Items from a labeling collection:
===

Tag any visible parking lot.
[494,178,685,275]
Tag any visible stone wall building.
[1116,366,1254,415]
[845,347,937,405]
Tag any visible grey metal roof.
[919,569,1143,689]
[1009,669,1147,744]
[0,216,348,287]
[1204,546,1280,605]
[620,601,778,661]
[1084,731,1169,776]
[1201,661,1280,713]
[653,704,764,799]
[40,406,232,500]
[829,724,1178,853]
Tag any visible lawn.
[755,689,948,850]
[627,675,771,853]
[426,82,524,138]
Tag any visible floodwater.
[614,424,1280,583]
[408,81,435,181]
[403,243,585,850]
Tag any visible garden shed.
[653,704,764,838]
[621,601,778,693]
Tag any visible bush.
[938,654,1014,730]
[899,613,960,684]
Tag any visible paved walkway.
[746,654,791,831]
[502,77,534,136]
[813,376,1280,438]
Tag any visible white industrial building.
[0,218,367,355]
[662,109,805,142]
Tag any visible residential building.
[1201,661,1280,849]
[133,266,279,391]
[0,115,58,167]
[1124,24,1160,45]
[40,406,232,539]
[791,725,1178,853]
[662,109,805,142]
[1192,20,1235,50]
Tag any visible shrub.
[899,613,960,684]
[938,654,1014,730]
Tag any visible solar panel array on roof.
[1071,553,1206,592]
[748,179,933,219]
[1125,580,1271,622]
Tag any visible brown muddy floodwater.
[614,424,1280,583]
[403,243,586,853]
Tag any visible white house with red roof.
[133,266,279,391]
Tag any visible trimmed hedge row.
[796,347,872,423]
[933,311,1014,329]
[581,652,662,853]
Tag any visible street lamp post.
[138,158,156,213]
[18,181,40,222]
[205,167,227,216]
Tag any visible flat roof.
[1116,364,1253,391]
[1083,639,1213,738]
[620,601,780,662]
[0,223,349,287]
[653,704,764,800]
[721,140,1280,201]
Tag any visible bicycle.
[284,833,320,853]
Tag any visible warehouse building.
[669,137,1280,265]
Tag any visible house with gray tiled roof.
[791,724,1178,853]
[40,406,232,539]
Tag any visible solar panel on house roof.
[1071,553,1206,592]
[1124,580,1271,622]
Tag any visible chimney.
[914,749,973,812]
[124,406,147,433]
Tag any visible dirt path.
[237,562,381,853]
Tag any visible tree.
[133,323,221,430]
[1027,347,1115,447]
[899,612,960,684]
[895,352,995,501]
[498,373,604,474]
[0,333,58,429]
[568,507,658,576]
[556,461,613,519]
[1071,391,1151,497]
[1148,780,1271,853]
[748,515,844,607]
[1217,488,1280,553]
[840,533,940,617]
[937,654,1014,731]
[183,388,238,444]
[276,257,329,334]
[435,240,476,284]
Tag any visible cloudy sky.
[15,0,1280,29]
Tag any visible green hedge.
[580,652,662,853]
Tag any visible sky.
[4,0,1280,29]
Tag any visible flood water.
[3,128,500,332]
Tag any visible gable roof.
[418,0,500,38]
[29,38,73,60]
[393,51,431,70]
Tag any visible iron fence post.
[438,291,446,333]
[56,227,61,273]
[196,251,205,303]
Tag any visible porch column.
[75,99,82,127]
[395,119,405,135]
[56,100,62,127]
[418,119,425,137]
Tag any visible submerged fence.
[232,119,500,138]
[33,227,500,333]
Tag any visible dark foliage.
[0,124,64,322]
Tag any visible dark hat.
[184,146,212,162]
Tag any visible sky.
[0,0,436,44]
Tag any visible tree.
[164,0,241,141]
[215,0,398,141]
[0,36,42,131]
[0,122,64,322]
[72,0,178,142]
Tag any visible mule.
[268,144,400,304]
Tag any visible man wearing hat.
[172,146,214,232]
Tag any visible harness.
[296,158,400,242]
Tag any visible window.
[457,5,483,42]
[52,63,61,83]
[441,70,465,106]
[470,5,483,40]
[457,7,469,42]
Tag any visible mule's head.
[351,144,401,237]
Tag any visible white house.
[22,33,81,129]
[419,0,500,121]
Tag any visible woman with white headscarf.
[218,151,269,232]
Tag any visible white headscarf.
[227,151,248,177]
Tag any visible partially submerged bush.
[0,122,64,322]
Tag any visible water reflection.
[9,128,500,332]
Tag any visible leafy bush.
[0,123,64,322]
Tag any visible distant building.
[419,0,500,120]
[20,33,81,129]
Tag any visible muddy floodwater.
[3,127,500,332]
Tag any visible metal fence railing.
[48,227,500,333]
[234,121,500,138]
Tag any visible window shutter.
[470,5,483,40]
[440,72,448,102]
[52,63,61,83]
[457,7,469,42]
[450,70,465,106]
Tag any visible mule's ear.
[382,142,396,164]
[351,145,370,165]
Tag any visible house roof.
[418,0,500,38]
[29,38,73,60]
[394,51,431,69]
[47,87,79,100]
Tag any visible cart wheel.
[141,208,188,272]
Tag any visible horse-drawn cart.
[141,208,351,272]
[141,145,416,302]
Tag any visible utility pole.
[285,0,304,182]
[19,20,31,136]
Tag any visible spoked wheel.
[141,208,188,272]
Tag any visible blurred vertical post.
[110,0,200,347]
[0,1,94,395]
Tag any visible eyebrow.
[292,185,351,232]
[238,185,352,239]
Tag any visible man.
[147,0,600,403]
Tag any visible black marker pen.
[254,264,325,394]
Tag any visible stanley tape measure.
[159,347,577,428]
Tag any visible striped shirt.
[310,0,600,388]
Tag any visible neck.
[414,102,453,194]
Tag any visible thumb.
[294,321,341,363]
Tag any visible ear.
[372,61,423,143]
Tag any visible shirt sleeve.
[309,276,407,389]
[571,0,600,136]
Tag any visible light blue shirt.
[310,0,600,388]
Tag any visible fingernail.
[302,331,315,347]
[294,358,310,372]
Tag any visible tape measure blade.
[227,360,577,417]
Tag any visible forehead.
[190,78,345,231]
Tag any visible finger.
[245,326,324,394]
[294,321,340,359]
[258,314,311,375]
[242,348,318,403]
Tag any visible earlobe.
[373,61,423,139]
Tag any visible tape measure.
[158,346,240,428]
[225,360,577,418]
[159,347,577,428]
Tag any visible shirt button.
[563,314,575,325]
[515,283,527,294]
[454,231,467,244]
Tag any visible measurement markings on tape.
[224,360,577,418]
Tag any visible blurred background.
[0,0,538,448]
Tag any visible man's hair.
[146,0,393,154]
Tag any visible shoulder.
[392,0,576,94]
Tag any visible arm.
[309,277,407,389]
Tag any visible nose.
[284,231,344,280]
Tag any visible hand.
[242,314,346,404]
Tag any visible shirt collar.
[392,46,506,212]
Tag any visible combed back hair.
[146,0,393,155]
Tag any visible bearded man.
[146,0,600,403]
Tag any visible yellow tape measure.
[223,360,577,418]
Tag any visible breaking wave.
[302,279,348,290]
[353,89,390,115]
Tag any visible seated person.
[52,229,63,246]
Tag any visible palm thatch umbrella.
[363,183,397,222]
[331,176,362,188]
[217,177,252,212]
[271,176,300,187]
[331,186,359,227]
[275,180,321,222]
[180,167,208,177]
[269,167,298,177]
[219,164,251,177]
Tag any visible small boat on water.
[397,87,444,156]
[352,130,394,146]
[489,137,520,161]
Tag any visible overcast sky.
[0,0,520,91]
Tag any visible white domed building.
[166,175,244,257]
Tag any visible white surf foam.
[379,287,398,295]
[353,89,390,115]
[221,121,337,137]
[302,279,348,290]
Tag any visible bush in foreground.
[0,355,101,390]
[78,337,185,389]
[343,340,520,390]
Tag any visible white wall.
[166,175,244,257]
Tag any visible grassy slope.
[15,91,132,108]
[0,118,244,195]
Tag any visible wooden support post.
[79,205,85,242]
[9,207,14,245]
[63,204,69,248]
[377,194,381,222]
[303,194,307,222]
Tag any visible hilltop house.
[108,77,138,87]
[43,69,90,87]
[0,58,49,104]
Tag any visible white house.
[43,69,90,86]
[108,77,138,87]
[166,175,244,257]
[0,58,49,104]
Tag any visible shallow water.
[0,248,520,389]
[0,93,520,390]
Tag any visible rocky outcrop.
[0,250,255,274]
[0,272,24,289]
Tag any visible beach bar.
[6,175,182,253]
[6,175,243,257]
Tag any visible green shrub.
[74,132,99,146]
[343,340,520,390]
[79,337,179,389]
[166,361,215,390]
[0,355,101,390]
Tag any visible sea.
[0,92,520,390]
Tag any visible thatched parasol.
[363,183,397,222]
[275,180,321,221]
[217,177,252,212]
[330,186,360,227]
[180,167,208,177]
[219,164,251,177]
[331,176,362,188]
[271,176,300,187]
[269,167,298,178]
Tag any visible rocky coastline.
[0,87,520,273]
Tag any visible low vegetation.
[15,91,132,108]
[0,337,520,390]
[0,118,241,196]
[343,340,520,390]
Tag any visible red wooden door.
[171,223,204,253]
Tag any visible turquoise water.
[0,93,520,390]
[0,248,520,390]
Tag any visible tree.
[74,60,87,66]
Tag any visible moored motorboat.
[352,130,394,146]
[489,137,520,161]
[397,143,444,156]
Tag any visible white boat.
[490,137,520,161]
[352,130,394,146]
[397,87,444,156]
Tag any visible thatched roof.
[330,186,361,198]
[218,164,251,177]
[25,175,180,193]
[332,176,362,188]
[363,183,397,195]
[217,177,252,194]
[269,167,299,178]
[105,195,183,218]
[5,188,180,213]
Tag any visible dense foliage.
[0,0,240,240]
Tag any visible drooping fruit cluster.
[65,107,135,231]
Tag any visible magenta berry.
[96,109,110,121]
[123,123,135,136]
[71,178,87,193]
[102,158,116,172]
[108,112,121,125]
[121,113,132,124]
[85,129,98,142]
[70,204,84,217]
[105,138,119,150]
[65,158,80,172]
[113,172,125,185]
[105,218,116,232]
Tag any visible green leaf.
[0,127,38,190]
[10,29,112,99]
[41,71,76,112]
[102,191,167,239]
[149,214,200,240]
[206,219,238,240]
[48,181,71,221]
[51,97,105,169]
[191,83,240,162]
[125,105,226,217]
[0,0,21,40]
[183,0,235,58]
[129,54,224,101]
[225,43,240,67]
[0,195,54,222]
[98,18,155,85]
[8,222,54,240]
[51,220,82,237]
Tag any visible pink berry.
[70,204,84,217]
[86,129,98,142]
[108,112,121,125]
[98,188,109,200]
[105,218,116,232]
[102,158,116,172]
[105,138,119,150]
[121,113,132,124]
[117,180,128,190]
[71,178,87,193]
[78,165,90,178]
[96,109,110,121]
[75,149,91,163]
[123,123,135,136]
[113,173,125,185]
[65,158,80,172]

===

Direction:
Transcribe verbatim everything from the line containing "Tag any visible forehead." down to the line containing "[284,231,344,280]", including both of those lines.

Reply:
Tag any visible forehead.
[190,78,345,231]
Tag any visible finger.
[245,326,324,394]
[294,321,340,359]
[258,314,311,375]
[242,348,318,403]
Tag any visible earlobe.
[373,61,423,139]
Tag any visible tape measure.
[158,346,240,428]
[225,360,577,418]
[159,347,577,428]
Tag any visible shirt button.
[563,314,575,325]
[515,283,527,294]
[454,231,467,244]
Tag any visible measurement markings on tape.
[224,360,577,418]
Tag any visible blurred background.
[0,0,538,448]
Tag any visible man's hair.
[146,0,393,154]
Tag any visible shoulder.
[392,0,576,94]
Tag any visible arm.
[309,277,407,389]
Tag any visible nose.
[284,231,344,280]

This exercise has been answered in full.